start LISTED RECORDS
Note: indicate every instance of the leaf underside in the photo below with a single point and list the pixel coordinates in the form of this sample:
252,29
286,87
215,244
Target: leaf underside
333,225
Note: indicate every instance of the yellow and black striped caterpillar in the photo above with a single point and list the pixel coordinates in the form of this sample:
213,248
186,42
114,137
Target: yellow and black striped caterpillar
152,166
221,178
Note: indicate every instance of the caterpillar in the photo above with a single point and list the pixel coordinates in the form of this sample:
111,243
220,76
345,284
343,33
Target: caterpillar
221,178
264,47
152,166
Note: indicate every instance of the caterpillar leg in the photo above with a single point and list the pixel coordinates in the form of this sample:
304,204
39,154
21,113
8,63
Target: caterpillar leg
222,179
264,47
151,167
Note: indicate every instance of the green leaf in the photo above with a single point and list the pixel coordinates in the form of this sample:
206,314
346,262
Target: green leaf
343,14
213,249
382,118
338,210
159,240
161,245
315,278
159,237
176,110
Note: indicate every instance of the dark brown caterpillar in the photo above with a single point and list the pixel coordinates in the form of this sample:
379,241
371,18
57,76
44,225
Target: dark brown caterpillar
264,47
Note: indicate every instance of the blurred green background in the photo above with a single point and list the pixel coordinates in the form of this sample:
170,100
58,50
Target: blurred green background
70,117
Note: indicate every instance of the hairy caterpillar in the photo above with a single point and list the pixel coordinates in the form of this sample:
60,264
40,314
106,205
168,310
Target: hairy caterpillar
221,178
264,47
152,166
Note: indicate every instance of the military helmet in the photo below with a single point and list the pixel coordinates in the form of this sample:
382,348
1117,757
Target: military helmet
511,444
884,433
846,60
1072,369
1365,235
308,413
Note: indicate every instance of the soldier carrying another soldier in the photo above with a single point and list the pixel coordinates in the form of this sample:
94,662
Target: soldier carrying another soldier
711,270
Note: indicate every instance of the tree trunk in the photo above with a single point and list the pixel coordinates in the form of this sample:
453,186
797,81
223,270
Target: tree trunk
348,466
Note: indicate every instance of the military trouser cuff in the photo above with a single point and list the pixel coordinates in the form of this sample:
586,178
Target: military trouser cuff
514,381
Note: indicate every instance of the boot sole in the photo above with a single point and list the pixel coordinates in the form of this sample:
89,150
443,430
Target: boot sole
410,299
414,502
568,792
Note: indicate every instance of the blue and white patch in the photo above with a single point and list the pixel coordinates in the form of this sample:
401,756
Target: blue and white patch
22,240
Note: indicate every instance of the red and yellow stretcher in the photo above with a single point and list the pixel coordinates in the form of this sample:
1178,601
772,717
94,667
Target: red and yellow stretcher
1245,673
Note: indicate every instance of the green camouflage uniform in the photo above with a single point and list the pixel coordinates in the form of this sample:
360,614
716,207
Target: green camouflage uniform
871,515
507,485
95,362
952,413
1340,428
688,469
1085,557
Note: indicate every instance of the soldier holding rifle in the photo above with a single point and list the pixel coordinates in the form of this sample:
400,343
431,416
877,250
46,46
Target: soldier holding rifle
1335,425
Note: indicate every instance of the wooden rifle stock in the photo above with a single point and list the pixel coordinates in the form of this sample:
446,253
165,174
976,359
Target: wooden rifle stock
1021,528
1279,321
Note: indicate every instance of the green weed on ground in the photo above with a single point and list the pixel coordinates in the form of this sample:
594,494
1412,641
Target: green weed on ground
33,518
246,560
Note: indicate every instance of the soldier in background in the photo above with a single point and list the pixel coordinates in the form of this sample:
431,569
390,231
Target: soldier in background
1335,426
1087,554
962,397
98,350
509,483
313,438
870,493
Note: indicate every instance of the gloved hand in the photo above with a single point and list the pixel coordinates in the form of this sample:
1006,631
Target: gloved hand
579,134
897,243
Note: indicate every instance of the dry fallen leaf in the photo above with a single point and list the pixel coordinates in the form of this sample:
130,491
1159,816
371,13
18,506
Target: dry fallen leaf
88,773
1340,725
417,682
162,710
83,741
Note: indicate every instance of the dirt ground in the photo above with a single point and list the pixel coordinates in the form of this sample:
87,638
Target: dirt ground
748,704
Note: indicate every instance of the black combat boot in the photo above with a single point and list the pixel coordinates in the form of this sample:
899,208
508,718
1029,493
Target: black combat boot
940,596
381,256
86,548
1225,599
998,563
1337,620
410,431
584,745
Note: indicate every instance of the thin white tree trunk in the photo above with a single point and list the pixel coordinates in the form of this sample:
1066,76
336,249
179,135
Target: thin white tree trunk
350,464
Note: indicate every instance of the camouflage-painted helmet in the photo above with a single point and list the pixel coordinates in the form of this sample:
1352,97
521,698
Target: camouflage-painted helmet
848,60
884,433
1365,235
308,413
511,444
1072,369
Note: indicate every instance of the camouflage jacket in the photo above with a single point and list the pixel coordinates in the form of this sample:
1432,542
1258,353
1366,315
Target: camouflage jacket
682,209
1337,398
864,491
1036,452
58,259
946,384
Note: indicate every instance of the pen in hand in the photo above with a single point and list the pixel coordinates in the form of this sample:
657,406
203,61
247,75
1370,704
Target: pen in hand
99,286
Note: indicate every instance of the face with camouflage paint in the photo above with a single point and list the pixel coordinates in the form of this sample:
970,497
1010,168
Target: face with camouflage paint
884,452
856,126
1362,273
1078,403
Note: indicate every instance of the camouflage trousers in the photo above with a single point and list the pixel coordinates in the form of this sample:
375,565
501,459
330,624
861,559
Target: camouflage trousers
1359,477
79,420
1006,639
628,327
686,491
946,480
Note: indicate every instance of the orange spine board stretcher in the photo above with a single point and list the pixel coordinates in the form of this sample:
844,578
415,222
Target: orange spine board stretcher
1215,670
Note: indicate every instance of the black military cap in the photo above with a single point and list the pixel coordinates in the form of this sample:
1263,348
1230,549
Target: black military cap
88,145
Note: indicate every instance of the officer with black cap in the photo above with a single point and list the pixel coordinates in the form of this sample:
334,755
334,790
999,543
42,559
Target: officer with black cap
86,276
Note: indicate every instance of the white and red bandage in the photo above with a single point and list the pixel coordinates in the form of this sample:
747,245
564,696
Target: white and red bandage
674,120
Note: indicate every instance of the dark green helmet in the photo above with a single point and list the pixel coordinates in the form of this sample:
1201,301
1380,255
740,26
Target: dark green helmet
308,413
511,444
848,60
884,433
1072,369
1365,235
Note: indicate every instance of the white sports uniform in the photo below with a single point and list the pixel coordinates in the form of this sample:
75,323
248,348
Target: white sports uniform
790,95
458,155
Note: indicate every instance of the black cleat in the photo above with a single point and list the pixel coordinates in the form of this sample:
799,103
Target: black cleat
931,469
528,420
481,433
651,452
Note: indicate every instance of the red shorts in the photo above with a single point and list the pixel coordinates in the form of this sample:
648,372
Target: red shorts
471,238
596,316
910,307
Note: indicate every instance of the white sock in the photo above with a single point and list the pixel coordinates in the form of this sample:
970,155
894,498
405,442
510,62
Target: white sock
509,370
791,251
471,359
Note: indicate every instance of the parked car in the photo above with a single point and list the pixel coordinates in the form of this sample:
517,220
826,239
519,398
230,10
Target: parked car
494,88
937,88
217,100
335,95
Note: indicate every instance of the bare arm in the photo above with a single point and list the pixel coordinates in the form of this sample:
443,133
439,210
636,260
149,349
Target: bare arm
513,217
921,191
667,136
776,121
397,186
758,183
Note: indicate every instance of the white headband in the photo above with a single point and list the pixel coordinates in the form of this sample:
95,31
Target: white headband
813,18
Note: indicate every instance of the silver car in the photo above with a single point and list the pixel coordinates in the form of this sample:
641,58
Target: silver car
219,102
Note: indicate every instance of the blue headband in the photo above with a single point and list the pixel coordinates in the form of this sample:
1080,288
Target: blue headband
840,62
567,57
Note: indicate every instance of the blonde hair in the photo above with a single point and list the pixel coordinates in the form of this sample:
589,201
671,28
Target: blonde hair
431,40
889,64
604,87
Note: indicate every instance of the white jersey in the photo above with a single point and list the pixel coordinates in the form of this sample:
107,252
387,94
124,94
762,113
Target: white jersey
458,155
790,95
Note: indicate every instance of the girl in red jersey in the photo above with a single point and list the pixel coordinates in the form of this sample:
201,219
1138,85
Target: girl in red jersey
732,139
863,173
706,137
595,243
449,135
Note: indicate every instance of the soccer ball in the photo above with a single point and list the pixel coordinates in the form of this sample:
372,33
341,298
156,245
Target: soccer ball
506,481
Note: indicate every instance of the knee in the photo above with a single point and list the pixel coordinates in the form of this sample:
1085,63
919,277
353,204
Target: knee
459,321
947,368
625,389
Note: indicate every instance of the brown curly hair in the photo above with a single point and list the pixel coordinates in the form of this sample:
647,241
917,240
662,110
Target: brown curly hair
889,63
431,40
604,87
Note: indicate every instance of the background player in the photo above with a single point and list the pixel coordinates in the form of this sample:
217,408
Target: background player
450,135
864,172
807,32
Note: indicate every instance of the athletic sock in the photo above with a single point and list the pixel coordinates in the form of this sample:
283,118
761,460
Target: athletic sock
end LISTED RECORDS
## SET EXERCISE:
Begin with the line containing "Note: indicate every instance of the soccer" and repeat each line exactly until the records above end.

## FINISHED ANSWER:
Note: indicate every instance of the soccer ball in the photo above with a single point and list the pixel coordinates in the form of this sample:
372,33
341,298
156,245
Target: soccer ball
506,481
Note: indicate every instance of the knee in the photo above with a single point and list the pixel coordinates in the form of this sample:
1085,63
919,277
353,204
Target: knee
459,321
947,368
625,389
Note: indicate every instance of the brown curly hair in the photo above with a single point and list the pixel coordinates in the form of this sample:
647,241
917,240
662,110
Target: brown curly hair
889,63
431,40
604,87
Note: indicate every instance of the background player in the photo above with a single point and list the pixel coordinates in the form of this sample:
217,408
Target: background player
450,135
864,172
807,32
Note: indicate every instance of the athletic sock in the photo above with a single point and list the pixel coordinates in the form of this sample:
283,118
761,460
Target: athletic sock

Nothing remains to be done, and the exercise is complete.